▶ **Quoted passage**
How the GOP Can Salvage A Terrible Election Year

Can Republicans salvage their congressional majorities in the Year of Trump? Each day brings conflicting evidence. Donald Trump’s stalling poll numbers are depressing performance for Republican Senate candidates in swing states like Nevada and Florida, and some are predicting big losses for the GOP in the Senate. On top of that, Democrats even smell blood in House races. On the other hand, incumbents like Kelly Ayotte and Barbara Comstock remain in the hunt in difficult races, and the latest news that Obamacare premiums are going up 25 percent as open enrollment begins gives the GOP a great talking point for swing voters not thrilled with the idea of President Hillary Clinton.

▶ **Raw data**
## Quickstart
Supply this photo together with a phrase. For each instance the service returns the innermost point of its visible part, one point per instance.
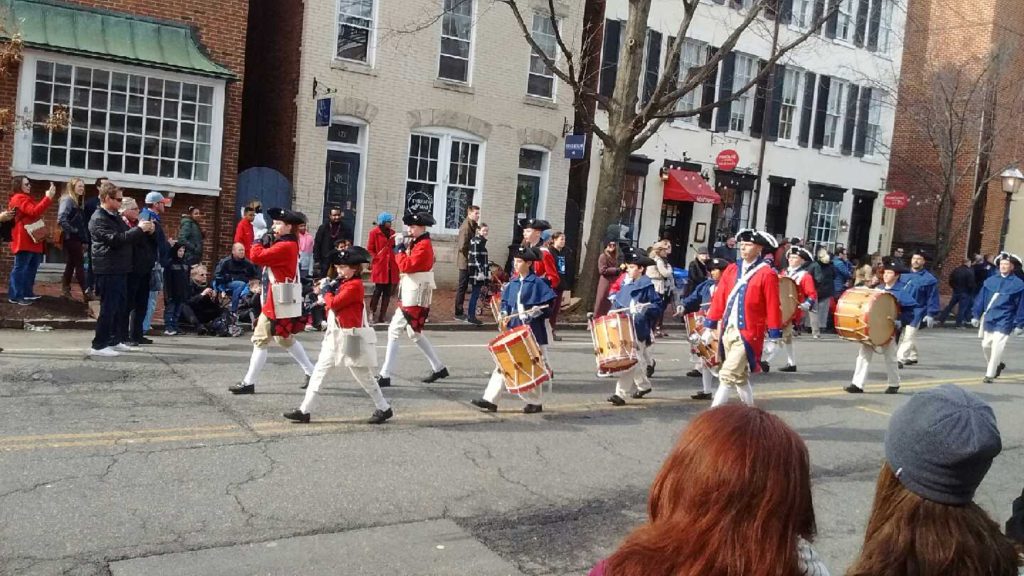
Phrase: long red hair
(732, 499)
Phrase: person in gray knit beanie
(924, 522)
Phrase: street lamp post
(1012, 180)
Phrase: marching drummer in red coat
(415, 256)
(800, 259)
(747, 304)
(279, 253)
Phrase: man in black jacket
(963, 283)
(112, 261)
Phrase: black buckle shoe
(380, 416)
(297, 415)
(243, 387)
(480, 403)
(434, 376)
(616, 400)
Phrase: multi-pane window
(457, 32)
(834, 114)
(442, 176)
(355, 24)
(692, 54)
(787, 113)
(542, 80)
(745, 70)
(123, 123)
(822, 229)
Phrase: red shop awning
(685, 186)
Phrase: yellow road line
(466, 415)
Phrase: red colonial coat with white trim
(759, 312)
(283, 259)
(805, 290)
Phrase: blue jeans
(171, 313)
(113, 290)
(23, 276)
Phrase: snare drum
(866, 315)
(519, 360)
(694, 328)
(614, 342)
(788, 298)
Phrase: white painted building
(828, 128)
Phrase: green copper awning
(109, 35)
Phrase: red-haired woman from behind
(733, 498)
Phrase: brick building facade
(988, 29)
(155, 93)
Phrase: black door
(860, 223)
(342, 188)
(675, 227)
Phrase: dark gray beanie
(941, 444)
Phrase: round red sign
(896, 200)
(727, 160)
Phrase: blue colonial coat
(1007, 311)
(529, 291)
(640, 291)
(923, 287)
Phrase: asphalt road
(145, 464)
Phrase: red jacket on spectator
(383, 269)
(28, 212)
(244, 235)
(347, 302)
(283, 257)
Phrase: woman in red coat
(383, 270)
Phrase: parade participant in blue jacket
(521, 299)
(699, 299)
(999, 307)
(637, 290)
(924, 288)
(893, 284)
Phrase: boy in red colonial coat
(279, 252)
(415, 257)
(747, 304)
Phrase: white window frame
(446, 137)
(472, 43)
(794, 109)
(542, 195)
(371, 34)
(838, 93)
(742, 108)
(360, 148)
(22, 161)
(690, 100)
(532, 53)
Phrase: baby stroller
(491, 289)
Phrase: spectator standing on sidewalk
(466, 233)
(155, 206)
(190, 235)
(383, 269)
(113, 243)
(28, 252)
(75, 232)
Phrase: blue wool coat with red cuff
(924, 288)
(640, 291)
(759, 309)
(1007, 311)
(531, 291)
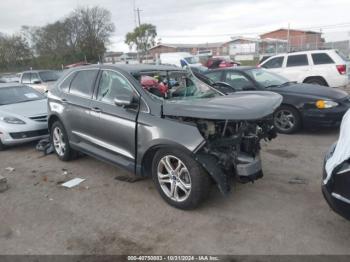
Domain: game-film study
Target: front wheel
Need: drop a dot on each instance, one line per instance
(287, 120)
(60, 142)
(180, 180)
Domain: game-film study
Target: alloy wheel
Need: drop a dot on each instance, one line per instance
(174, 178)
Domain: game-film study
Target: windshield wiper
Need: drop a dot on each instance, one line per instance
(284, 84)
(288, 83)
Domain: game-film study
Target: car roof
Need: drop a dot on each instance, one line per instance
(237, 68)
(303, 52)
(37, 71)
(4, 85)
(131, 68)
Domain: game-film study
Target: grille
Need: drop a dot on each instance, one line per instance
(39, 118)
(29, 134)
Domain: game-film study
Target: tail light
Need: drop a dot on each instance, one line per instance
(341, 69)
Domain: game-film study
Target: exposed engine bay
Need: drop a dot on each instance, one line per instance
(232, 126)
(232, 148)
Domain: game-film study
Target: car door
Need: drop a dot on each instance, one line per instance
(275, 64)
(76, 100)
(297, 67)
(116, 131)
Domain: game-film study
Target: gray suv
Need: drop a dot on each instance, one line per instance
(163, 122)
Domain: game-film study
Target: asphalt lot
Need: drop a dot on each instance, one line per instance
(107, 216)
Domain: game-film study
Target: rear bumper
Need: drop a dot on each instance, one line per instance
(339, 206)
(339, 81)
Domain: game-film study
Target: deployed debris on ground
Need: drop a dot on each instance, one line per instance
(3, 184)
(72, 183)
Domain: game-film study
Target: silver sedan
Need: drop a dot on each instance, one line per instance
(23, 115)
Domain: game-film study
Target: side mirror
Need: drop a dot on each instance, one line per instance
(125, 100)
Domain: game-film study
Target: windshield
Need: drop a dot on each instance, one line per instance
(18, 94)
(48, 76)
(175, 85)
(266, 78)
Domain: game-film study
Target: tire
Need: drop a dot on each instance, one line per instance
(192, 178)
(287, 120)
(60, 142)
(316, 81)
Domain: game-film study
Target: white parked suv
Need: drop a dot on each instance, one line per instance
(323, 67)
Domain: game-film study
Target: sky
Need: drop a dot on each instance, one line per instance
(191, 21)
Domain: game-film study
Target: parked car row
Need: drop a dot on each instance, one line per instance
(321, 67)
(304, 105)
(185, 129)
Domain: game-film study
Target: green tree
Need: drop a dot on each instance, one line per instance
(14, 52)
(143, 38)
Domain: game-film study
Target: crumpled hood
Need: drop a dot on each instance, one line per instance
(314, 90)
(246, 105)
(26, 109)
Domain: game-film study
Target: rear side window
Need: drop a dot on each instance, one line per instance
(34, 78)
(321, 59)
(26, 78)
(66, 83)
(238, 81)
(297, 60)
(83, 83)
(215, 76)
(274, 62)
(111, 85)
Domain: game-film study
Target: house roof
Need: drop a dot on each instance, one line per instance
(203, 45)
(292, 30)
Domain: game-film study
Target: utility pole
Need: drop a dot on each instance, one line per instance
(134, 9)
(288, 38)
(138, 10)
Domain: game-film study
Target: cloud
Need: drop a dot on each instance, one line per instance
(190, 20)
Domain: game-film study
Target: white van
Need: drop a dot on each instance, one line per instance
(323, 67)
(180, 59)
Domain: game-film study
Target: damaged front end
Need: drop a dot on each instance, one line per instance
(232, 149)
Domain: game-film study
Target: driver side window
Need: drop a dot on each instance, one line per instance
(274, 63)
(111, 85)
(238, 81)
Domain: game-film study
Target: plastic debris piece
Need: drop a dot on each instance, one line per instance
(72, 183)
(3, 184)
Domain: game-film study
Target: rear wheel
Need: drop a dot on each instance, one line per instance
(180, 180)
(60, 142)
(287, 120)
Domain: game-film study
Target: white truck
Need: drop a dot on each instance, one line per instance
(180, 59)
(323, 67)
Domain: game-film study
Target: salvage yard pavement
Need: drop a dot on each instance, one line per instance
(283, 213)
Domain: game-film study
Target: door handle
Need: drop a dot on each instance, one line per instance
(96, 109)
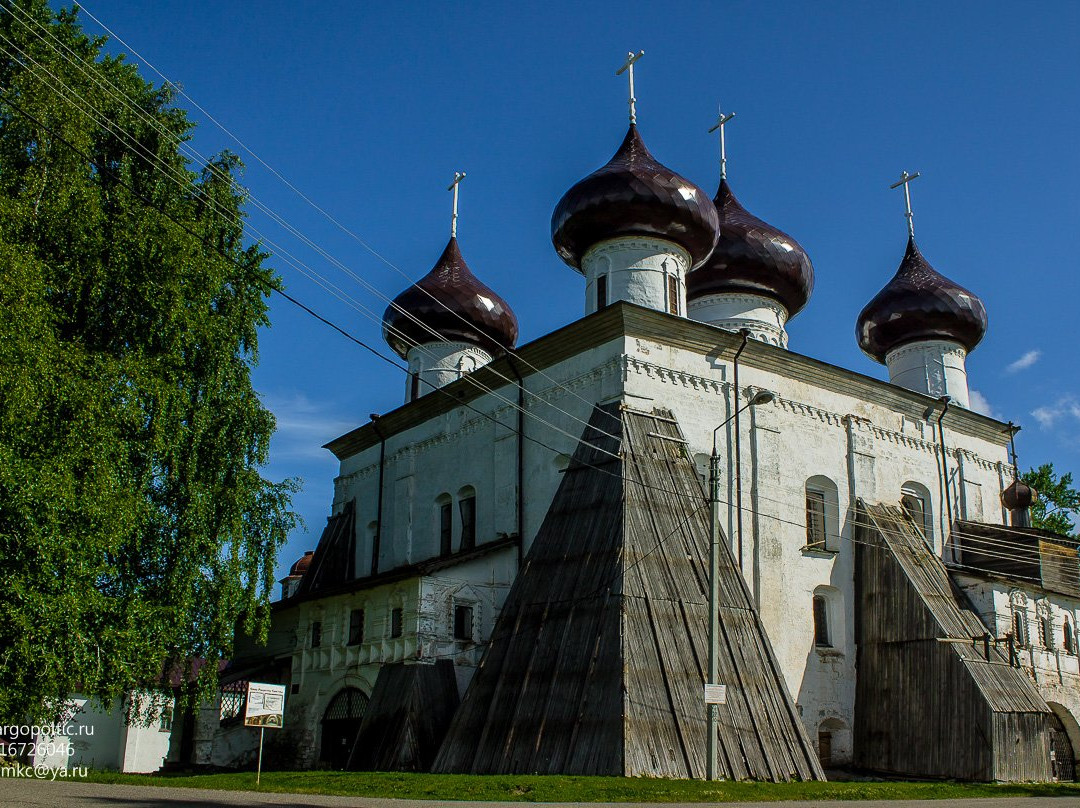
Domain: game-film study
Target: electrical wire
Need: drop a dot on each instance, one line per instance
(310, 311)
(269, 212)
(100, 118)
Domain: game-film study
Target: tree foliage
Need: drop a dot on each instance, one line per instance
(136, 530)
(1058, 502)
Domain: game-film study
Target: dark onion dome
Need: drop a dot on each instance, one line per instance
(451, 301)
(1018, 496)
(919, 304)
(753, 257)
(301, 564)
(633, 194)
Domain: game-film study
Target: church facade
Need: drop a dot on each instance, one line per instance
(863, 527)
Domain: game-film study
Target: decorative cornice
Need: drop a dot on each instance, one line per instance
(622, 320)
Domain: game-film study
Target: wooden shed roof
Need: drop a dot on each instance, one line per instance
(597, 662)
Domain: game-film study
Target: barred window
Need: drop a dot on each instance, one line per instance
(815, 519)
(462, 622)
(233, 700)
(356, 627)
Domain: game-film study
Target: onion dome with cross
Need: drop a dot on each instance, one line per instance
(922, 325)
(757, 277)
(634, 228)
(447, 323)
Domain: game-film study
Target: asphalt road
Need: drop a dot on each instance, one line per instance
(29, 792)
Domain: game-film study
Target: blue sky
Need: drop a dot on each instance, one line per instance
(369, 108)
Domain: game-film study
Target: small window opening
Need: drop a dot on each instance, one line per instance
(915, 507)
(462, 622)
(395, 622)
(820, 622)
(1047, 632)
(446, 527)
(1020, 628)
(815, 519)
(356, 627)
(468, 509)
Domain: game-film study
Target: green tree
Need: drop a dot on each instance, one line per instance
(136, 532)
(1058, 502)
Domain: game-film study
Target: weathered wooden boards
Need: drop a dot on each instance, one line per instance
(334, 560)
(929, 700)
(406, 718)
(597, 662)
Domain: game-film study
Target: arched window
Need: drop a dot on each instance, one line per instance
(915, 500)
(467, 507)
(821, 637)
(822, 514)
(1042, 610)
(340, 725)
(827, 614)
(1018, 604)
(444, 523)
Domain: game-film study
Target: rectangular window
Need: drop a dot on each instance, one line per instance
(916, 509)
(462, 622)
(446, 527)
(815, 519)
(395, 622)
(356, 627)
(468, 508)
(820, 622)
(1020, 629)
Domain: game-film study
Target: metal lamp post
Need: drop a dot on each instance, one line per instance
(714, 583)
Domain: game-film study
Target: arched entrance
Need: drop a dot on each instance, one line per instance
(1063, 732)
(341, 725)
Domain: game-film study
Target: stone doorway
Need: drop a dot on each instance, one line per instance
(341, 725)
(1062, 756)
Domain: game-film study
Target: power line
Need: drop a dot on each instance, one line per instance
(306, 269)
(365, 346)
(339, 225)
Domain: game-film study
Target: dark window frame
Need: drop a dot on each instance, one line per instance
(396, 622)
(821, 633)
(356, 627)
(817, 509)
(464, 616)
(467, 509)
(446, 526)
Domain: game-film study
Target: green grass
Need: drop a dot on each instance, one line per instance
(537, 789)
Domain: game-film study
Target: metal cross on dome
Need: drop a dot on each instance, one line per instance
(458, 176)
(723, 119)
(629, 67)
(904, 179)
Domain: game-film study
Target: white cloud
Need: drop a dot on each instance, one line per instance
(304, 426)
(980, 404)
(1048, 415)
(1024, 362)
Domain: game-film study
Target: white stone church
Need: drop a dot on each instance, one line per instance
(883, 607)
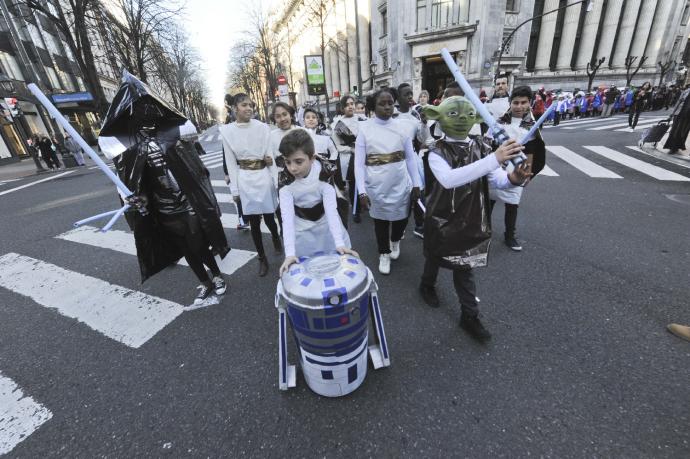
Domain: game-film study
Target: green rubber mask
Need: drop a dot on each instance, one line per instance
(456, 115)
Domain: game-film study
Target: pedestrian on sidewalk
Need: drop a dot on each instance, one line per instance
(681, 124)
(75, 150)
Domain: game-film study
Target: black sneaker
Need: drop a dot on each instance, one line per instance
(204, 293)
(219, 286)
(429, 296)
(473, 326)
(513, 243)
(277, 244)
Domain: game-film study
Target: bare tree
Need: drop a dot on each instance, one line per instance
(74, 20)
(629, 71)
(592, 69)
(136, 33)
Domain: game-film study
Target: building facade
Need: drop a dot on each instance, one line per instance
(553, 51)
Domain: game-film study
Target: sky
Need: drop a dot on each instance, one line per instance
(213, 26)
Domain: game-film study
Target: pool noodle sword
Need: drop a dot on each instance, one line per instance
(55, 113)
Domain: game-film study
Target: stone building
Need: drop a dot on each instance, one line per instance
(553, 50)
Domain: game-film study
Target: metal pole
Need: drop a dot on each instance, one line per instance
(359, 53)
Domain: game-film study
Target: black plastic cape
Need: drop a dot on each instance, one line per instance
(134, 107)
(457, 224)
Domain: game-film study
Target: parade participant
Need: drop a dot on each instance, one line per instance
(308, 202)
(345, 130)
(173, 210)
(418, 131)
(517, 122)
(457, 224)
(251, 163)
(387, 175)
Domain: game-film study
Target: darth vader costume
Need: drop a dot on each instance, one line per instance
(174, 212)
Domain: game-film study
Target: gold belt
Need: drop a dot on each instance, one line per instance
(379, 159)
(251, 164)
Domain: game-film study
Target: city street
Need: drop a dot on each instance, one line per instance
(580, 364)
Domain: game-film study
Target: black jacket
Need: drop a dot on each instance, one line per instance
(154, 250)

▶ **Tasks to carry out**
a: In the passage about the GOP's election year, by how much are Obamacare premiums going up?
b: Carry on the passage about the GOP's election year, starting after its last sentence.
The rows have nothing to do with the passage about the GOP's election year.

▶ **Solved tasks**
a: They are going up 25 percent.

b:
The biggest drag for Republicans is their presidential nominee, who is likely to lose and seems to have given up on the race, but there’s a lesson in recent political history Republicans might learn from. As David Grann wrote in THE WEEKLY STANDARD in 1996, the Republican National Committee and its chairman, future Mississippi governor Haley Barbour, withheld their fire for much of the campaign, playing wait-and-see on both the presidential and congressional levels. Here’s Grann on Barbour:

More valuable than his homespun spin, each of his ten stubby fingers seemed to possess its own Midas touch: He raised a record $65.8 million in 1994 and helped rescue the National Republican Congressional Committee from a staggering debt. Ironically, the man now under fire from Hill Republicans for hoarding GOP money shelled out more on a midterm election than anyone in RNC history. In a less talked-about gamble, Barbour even borrowed $5 million in the final months of the 1994 campaign to restock Republican war chests. After the election, Paxon, the jubilant chairman of the NRCC, raved to the National Journal: “It isn’t too much to say that he is, next to Newt Gingrich, the guy that we think is most responsible for us winning our majority.” The Economist put it more succinctly: “Saint Haley.” Saint Haley. Now that’s a cross to bear. And if Dole’s weak campaign and the worrisome decline in public support for congressional Republicans do not improve, poor Barbour may soon find himself hanged upon it. But like William Wallace, the Scottish hero played by Gibson in the epic movie Braveheart, Barbour hopes to keep Democratic spears just far enough from Republican hearts until the eleventh hour, when, allies say, he will unload his ammunition.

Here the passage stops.